_WRITTEN INSTRUCTION_: Work out how many lines in the entries below contain the string "blue" and reply with that number alone.

_WORKING DATA_:
— begin —

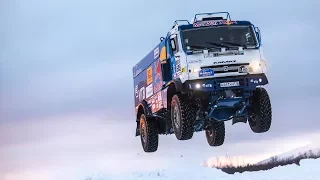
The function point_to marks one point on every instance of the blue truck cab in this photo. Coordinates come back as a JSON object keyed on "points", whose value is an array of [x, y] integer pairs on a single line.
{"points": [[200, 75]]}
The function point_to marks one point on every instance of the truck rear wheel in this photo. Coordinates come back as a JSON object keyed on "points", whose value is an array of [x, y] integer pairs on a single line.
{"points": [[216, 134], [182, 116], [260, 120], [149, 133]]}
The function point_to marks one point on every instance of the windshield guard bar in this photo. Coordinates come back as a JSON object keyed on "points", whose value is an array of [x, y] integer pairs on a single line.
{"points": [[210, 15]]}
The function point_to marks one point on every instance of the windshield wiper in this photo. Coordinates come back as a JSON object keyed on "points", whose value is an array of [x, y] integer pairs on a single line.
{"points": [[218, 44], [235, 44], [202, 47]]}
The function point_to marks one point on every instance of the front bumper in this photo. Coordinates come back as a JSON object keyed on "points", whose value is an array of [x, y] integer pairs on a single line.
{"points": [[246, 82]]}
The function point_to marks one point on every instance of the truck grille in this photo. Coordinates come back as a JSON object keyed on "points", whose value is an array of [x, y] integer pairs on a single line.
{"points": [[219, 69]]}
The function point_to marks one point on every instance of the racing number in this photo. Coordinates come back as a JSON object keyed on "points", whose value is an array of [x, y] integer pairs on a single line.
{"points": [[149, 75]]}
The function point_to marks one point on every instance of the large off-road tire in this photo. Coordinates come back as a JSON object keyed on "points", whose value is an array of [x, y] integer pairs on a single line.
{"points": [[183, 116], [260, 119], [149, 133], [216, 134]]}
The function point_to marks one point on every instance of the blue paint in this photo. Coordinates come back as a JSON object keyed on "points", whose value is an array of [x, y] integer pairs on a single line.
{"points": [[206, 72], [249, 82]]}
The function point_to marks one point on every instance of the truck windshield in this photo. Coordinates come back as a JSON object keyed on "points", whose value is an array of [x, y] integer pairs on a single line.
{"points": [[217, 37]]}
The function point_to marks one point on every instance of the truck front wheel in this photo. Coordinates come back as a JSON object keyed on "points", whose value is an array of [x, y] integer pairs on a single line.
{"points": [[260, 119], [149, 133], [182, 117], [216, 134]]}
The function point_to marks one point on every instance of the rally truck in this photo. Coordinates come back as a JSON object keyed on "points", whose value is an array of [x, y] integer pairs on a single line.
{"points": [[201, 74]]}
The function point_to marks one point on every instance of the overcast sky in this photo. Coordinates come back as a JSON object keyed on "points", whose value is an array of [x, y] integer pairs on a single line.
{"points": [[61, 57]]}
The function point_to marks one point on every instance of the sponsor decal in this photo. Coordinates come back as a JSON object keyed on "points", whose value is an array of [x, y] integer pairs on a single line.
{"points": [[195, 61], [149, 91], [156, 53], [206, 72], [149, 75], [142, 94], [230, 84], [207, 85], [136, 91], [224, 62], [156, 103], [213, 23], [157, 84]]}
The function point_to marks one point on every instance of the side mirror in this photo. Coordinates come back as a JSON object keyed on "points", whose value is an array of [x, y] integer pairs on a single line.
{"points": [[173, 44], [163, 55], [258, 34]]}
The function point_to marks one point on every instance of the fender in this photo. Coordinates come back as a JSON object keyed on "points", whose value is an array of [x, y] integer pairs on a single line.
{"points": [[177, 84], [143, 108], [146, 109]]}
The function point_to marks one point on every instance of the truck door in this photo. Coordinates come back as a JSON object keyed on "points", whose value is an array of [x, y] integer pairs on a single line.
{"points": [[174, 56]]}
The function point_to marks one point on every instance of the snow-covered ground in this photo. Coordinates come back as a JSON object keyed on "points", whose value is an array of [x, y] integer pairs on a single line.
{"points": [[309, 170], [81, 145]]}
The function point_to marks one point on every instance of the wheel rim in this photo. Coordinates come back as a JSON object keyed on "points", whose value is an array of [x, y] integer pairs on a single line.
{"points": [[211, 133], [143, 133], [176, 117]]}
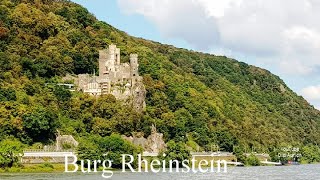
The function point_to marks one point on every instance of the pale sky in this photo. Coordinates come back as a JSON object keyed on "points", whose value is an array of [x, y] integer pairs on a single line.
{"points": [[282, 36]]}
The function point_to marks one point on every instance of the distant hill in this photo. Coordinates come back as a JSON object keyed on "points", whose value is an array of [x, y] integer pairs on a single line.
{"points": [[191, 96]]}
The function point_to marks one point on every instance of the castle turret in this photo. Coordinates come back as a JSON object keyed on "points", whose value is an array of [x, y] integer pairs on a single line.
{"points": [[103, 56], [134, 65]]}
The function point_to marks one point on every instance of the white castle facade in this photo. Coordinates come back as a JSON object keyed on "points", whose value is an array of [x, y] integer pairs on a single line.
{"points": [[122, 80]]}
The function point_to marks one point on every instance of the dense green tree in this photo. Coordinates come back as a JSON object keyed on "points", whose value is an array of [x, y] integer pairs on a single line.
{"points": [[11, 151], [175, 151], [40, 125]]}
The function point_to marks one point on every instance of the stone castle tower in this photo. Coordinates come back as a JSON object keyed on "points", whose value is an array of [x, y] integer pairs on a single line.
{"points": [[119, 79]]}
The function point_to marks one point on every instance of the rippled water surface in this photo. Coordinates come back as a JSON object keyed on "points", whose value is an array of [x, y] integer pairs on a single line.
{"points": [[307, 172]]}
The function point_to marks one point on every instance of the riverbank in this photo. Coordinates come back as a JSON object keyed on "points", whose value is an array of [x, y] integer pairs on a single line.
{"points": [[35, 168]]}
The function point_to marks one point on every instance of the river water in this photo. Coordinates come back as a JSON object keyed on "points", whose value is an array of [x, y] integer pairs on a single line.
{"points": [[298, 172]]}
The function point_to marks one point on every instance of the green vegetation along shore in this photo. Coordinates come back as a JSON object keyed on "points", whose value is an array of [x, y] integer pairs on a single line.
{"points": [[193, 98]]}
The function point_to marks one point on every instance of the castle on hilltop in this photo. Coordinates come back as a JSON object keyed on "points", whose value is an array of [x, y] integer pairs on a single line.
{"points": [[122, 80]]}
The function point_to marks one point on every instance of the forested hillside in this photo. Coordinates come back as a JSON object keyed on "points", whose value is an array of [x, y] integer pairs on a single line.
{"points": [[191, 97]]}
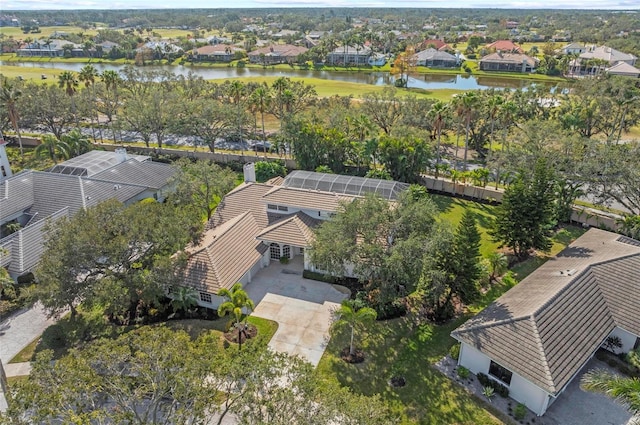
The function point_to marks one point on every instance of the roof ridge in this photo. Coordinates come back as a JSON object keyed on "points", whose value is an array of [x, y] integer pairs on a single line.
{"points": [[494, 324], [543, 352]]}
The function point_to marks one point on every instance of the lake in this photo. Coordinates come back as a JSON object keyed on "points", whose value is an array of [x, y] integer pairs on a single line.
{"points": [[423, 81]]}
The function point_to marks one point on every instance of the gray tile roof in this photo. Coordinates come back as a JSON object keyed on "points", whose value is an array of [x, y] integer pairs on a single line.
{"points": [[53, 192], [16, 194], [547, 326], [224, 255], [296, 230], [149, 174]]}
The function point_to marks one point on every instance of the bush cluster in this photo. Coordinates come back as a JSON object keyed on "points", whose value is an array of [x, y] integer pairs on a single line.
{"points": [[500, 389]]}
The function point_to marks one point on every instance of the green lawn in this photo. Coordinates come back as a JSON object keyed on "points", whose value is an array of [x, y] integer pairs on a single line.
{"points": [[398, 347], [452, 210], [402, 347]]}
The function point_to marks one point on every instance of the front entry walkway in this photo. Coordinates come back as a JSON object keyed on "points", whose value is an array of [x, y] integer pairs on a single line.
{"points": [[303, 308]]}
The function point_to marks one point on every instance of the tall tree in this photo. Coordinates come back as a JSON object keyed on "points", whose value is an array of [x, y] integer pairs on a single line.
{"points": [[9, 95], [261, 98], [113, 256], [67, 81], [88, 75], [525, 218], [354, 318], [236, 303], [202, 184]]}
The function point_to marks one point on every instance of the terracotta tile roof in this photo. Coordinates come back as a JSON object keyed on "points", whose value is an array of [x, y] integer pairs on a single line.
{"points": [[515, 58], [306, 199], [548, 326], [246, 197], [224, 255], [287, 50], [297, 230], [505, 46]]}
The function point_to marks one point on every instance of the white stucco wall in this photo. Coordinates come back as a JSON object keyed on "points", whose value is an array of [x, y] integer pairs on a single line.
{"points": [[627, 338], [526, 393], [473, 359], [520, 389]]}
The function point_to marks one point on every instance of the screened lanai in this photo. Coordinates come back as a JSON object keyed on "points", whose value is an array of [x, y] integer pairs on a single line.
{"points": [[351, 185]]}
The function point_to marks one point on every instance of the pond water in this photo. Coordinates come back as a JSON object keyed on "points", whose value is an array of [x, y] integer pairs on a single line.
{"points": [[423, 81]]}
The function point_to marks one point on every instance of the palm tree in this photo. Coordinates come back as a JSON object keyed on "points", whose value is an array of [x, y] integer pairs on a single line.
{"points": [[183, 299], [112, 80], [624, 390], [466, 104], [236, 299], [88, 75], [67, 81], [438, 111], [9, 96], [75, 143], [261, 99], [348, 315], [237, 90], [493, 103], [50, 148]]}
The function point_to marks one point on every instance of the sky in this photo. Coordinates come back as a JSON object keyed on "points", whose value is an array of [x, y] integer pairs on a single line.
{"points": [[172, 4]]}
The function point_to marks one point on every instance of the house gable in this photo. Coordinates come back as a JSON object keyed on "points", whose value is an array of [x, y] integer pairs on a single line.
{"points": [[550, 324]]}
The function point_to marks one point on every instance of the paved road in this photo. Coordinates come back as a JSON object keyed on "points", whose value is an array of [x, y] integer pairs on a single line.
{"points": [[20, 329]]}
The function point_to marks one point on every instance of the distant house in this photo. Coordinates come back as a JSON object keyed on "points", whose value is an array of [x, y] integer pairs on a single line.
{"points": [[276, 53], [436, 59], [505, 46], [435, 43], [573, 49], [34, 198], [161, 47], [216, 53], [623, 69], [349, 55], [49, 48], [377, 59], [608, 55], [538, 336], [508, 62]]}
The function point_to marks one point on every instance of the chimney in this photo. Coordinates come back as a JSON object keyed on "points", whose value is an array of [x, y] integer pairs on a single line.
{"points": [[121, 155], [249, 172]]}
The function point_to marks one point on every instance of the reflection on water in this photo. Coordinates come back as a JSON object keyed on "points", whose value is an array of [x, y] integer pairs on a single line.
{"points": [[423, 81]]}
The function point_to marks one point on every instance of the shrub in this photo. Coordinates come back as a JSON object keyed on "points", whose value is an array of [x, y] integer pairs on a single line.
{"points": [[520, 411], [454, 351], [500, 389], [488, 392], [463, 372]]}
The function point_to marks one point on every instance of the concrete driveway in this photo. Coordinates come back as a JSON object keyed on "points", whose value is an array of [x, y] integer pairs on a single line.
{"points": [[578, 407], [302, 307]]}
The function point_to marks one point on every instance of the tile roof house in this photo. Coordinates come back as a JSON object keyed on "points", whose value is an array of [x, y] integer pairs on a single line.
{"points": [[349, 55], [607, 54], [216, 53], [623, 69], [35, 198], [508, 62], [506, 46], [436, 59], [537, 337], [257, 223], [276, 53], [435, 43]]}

— end —
— begin —

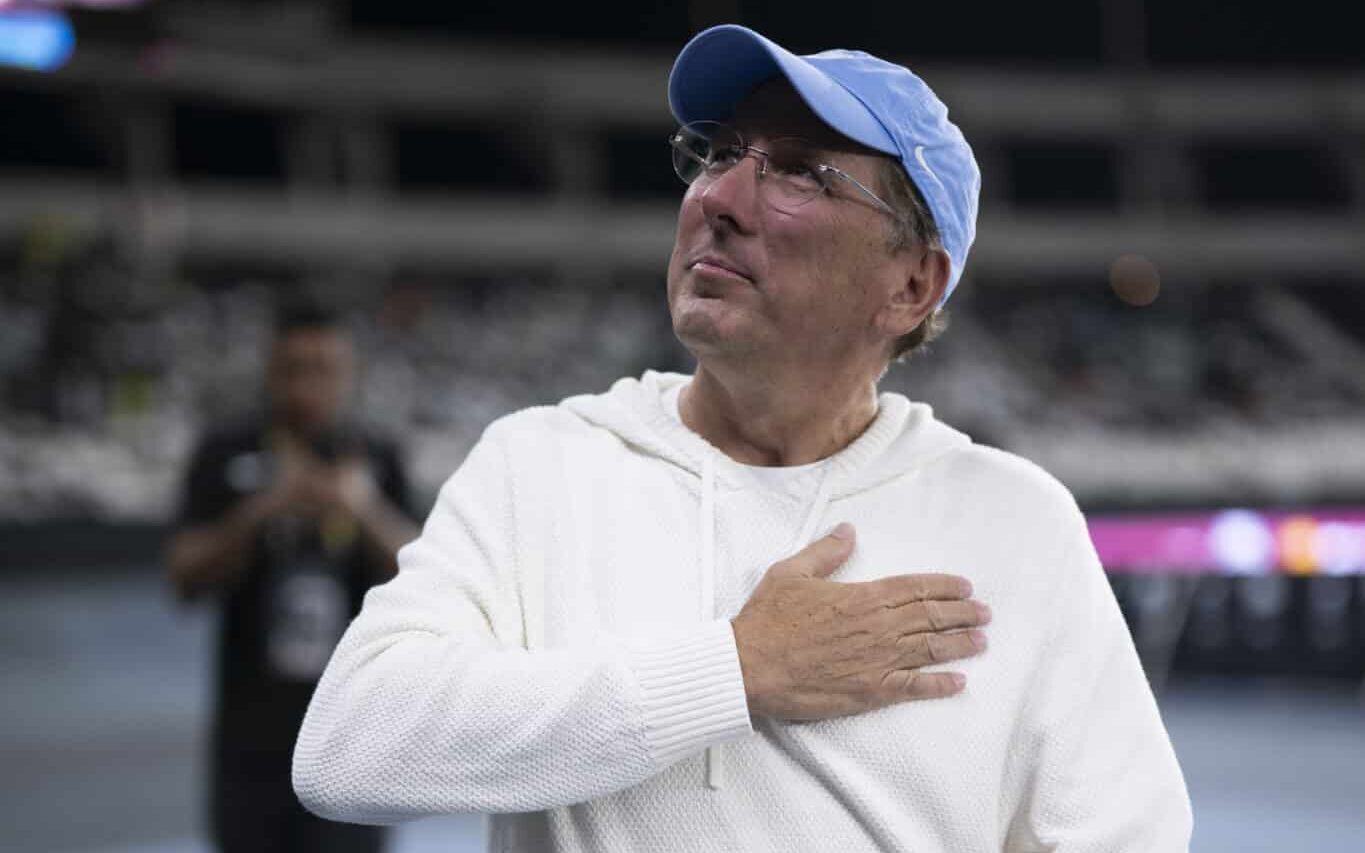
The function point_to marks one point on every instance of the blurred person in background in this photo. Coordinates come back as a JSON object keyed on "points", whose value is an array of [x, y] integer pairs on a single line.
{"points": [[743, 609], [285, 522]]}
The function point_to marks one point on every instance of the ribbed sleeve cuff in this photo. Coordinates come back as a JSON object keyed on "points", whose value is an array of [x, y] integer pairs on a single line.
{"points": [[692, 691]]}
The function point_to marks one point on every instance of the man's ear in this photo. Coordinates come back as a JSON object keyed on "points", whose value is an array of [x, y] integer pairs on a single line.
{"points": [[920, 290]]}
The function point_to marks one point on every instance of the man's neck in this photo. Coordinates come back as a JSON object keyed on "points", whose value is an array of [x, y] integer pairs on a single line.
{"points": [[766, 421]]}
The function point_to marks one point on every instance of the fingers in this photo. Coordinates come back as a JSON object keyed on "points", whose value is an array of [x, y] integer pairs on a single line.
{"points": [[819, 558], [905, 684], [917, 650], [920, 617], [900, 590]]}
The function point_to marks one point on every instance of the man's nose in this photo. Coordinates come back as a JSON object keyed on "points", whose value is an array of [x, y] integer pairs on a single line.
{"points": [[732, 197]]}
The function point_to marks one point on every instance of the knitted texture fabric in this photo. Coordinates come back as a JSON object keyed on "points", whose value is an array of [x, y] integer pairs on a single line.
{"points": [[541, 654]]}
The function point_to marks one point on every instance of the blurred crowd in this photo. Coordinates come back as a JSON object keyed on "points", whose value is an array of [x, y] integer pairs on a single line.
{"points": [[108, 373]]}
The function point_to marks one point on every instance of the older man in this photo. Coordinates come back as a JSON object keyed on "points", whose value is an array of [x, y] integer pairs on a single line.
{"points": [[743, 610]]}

— end —
— begin —

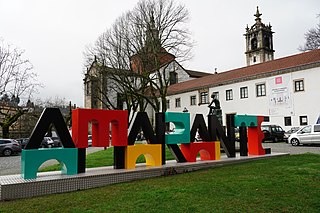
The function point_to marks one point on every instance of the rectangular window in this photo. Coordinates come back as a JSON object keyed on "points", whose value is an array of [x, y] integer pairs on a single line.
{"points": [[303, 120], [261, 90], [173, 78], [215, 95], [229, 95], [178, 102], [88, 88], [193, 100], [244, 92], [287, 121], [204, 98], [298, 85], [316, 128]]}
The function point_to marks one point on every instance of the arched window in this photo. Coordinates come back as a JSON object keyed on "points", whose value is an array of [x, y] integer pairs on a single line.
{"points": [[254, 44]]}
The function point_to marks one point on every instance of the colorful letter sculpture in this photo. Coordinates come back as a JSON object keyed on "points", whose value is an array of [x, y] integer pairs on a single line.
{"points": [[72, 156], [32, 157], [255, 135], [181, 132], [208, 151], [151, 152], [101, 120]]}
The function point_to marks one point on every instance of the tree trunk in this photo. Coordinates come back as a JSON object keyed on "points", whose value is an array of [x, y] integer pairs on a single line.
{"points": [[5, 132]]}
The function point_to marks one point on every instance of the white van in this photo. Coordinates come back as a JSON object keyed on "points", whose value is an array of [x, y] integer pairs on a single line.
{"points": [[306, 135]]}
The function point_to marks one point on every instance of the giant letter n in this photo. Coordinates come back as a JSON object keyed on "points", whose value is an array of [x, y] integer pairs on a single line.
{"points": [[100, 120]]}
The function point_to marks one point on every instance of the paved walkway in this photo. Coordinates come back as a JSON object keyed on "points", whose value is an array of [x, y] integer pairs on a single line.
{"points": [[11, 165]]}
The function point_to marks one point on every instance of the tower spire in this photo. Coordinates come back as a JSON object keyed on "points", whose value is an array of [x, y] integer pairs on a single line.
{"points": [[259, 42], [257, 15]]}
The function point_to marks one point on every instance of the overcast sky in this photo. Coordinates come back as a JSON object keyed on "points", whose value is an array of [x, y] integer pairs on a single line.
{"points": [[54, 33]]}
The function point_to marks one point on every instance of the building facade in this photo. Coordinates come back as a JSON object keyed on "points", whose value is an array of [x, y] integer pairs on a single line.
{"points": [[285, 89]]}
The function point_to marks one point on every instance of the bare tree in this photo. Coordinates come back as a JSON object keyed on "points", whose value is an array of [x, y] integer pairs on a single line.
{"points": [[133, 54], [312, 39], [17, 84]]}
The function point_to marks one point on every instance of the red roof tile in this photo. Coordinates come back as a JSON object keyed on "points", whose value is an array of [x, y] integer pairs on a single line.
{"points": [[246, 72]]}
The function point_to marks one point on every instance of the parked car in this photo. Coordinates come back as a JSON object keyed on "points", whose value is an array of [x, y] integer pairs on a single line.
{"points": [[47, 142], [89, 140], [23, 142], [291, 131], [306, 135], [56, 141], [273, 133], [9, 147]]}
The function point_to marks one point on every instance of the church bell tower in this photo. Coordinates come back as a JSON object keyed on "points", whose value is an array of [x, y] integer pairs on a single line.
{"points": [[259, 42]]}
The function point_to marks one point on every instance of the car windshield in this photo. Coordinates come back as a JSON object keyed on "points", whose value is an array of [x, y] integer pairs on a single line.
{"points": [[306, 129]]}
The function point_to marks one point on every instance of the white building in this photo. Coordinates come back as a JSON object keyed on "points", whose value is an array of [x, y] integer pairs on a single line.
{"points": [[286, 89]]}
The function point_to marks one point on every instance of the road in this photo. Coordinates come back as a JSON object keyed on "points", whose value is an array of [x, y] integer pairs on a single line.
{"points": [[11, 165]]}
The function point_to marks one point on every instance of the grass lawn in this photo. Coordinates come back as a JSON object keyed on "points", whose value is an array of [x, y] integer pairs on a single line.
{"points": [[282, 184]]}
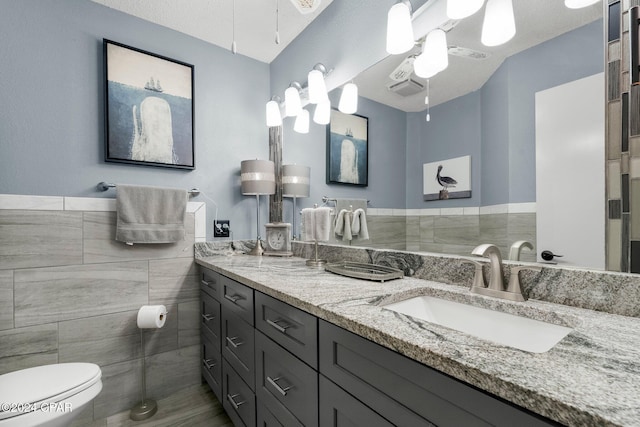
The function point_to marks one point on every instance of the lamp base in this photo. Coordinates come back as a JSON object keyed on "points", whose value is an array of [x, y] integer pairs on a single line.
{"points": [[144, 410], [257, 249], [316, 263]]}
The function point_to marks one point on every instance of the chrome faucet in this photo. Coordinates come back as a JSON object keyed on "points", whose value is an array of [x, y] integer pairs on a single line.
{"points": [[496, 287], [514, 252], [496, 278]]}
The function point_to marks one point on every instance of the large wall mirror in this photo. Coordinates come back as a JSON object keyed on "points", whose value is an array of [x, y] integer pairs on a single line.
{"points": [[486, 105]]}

— end —

_SOLUTION FOR THIS TASK_: 2